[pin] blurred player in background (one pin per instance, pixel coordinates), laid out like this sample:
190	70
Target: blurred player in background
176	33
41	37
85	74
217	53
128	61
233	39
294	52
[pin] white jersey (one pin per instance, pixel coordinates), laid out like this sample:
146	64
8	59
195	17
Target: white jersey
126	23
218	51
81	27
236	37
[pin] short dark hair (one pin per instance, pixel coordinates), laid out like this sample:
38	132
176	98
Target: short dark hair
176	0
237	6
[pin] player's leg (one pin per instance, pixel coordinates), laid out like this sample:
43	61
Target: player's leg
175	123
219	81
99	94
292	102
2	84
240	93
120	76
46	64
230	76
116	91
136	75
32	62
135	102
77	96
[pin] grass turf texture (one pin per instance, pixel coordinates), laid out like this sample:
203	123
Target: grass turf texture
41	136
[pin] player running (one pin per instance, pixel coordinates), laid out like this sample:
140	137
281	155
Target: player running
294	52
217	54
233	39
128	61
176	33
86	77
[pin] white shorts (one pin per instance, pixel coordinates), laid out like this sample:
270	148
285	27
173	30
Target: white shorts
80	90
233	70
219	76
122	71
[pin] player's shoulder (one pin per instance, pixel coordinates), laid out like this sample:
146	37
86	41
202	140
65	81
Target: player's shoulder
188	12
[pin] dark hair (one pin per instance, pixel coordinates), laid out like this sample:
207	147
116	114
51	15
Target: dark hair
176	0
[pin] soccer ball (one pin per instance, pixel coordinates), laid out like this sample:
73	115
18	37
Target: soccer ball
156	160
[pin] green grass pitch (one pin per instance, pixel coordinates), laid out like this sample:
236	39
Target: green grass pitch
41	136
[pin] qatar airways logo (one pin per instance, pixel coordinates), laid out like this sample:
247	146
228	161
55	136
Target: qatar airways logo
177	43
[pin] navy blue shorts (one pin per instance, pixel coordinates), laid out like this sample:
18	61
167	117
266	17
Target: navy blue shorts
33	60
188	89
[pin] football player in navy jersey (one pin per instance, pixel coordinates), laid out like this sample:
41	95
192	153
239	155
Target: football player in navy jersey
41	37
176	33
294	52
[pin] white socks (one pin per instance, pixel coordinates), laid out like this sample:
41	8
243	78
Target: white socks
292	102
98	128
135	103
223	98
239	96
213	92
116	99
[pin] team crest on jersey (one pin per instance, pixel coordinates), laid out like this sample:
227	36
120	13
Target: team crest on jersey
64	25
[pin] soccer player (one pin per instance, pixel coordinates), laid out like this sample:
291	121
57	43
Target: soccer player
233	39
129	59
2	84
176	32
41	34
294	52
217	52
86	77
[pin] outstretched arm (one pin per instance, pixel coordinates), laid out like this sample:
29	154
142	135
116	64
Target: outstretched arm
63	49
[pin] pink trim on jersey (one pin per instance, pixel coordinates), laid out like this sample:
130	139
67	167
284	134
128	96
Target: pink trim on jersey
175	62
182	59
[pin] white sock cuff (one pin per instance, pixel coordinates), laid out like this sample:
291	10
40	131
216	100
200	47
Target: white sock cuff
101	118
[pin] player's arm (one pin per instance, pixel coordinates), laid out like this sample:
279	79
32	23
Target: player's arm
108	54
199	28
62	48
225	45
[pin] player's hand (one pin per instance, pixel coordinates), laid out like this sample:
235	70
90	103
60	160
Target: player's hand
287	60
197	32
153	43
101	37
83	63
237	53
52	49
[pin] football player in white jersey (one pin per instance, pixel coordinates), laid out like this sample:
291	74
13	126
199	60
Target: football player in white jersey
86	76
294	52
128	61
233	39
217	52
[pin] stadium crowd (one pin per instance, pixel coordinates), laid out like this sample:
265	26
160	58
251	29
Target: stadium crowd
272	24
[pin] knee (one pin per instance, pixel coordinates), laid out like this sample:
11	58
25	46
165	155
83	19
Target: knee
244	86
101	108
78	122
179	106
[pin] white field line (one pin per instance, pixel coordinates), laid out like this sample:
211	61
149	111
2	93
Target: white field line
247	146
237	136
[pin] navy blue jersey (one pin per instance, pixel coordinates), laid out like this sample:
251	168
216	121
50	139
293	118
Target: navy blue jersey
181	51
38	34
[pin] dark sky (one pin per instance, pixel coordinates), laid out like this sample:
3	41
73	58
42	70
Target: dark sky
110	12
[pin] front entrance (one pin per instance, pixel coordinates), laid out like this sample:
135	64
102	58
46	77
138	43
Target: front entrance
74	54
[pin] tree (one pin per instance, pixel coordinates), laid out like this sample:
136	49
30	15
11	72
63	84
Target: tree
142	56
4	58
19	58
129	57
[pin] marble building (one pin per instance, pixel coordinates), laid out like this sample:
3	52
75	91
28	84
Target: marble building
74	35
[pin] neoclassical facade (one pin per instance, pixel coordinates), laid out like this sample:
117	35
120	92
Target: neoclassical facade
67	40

* * * * * * * * *

Work task -> The listing is to be retyped in full, exactly as shown.

Exercise output ->
[pin] blurred player in background (one pin per instance, pixel coordinates), laid out like this sample:
190	70
Target: blurred player in background
176	33
41	37
85	74
217	53
128	61
233	39
294	52
[pin] white jersey (one pin per instance, pixel coordinates), laid out like this sample:
146	64
8	59
195	17
Target: white jersey
126	23
218	51
81	27
236	37
[pin] short dark hair (one pin per instance, pixel coordinates), laid out like this sample:
38	132
176	98
Target: short dark hair
176	0
237	6
[pin] player's leg (one pin per instance, pixel coordinates), laid out like this sample:
43	61
Target: player's leg
175	123
219	81
99	94
292	102
2	84
240	93
120	76
46	64
230	76
116	91
136	75
32	62
135	102
77	96
[pin] grass turf texture (one pin per instance, pixel coordinates), laid out like this sample:
203	123
Target: grass turf texture
41	136
[pin] player running (one pin per instance, pixel coordinates), laid out like this sample:
140	137
281	155
Target: player running
294	52
217	54
233	39
128	61
176	33
86	77
[pin] white shorts (one pin per instance, pixel coordinates), laid out like this sample:
270	148
285	27
173	30
Target: white shorts
80	90
233	70
219	76
122	71
[pin] player's shoulder (one pin per instance, pixel coordinates), laid out like this sample:
146	37
86	41
202	140
65	81
Target: player's shoulder
188	12
[pin] dark hair (one pin per instance, pixel coordinates), laid out like this sample:
207	147
116	114
51	15
Target: dark hair
176	0
[pin] soccer ball (one pin per instance, pixel coordinates), laid out like this sample:
73	115
18	37
Target: soccer ball
156	160
[pin] green grass pitch (one pin per instance, pixel coordinates), laid out like this sample:
236	39
Target: green grass pitch
41	136
[pin] qatar airways logo (one pin per instance, pixel coordinates), laid out like this sample:
247	146
228	161
55	136
Target: qatar airways logo
177	43
[pin] navy blue shorts (one pin per instance, pixel coordinates), laid out like this sample:
18	61
167	117
266	17
Target: navy blue shorts
33	60
188	89
[pin] football player in navy jersey (one pin per instance, pixel coordinates), laid out like this sample:
41	95
192	153
239	155
Target: football player in navy jersey
41	37
176	33
294	52
[pin] white socks (one pin per instance, pixel coordinates), laid out like this sample:
41	8
243	78
Target: white socks
292	102
98	128
135	103
223	98
239	96
213	92
116	99
[pin] team crest on jersey (one pin per instance, pixel coordinates), laid out like this sample:
227	36
120	13
Target: team crest on jersey
64	25
[pin] soccer player (one pin per instance, pixel coordinates), laid out like this sample:
291	121
57	43
Target: soccer player
233	39
129	59
2	84
176	32
41	34
294	52
217	52
86	77
[pin] outstretched arm (one pin per instance, pixel coordinates), laid out like this sample:
29	154
142	135
116	64
Target: outstretched arm
63	49
[pin] pink trim on jersey (one pin per instance, pixel coordinates), laid out like this sample:
130	139
67	167
284	134
128	96
Target: pink trim on jersey
175	62
182	59
[pin] white sock cuff (one pin per instance, pixel coordinates), laid out like this sample:
291	10
40	131
216	100
200	47
Target: white sock cuff
101	118
[pin] player's arm (one pin per instance, pixel coordinates), laid out like this sample:
279	79
32	23
Target: player's arm
108	54
199	28
62	48
225	45
[pin] player's hand (one pin per instance, pixel coordinates), laid out like this sample:
235	70
90	103
60	160
Target: player's hand
287	60
197	32
153	43
101	37
83	63
237	53
52	49
[pin] football player in white jersey (one pin per instance, pixel coordinates), laid out like this sample:
291	74
13	126
199	60
Target: football player in white jersey
86	76
294	52
128	61
233	39
217	52
[pin] stadium crowd (one pin per instance, pixel coordinates), laid out like this sample:
265	26
160	58
251	29
Target: stadium crowd
272	24
[pin] knee (one pin per instance, pixel coordinates), laid out like this sample:
11	58
25	46
165	155
83	19
Target: knee
244	86
101	108
78	122
179	106
[pin] white field line (one pin per instance, pixel coordinates), laid out like this sample:
211	61
149	111
2	93
Target: white field line
247	146
237	136
[pin] navy blue jersey (one pin per instance, pixel coordinates), laid out like this sample:
251	168
216	121
50	139
293	118
Target: navy blue jersey
181	51
38	34
[pin] dark sky (one pin per instance, pixel coordinates), laid out like this sample:
3	41
73	58
42	70
Target: dark sky
110	12
[pin] front entrance (one pin per instance, pixel coordinates), laid out like this sample:
135	64
102	58
46	77
138	43
Target: front entrance
74	54
[pin] tree (one pin per instance, pixel coordinates), laid out like this sample:
136	49
30	15
11	72
63	84
Target: tree
142	56
4	58
19	58
129	57
[pin] marble building (one pin per instance, pixel coordinates), laid out like this sample:
3	52
75	91
28	84
Target: marble building
74	35
[pin] neoclassical facade (one pin per instance, pixel coordinates), laid out like this sample:
117	35
120	92
Target: neoclassical facade
67	40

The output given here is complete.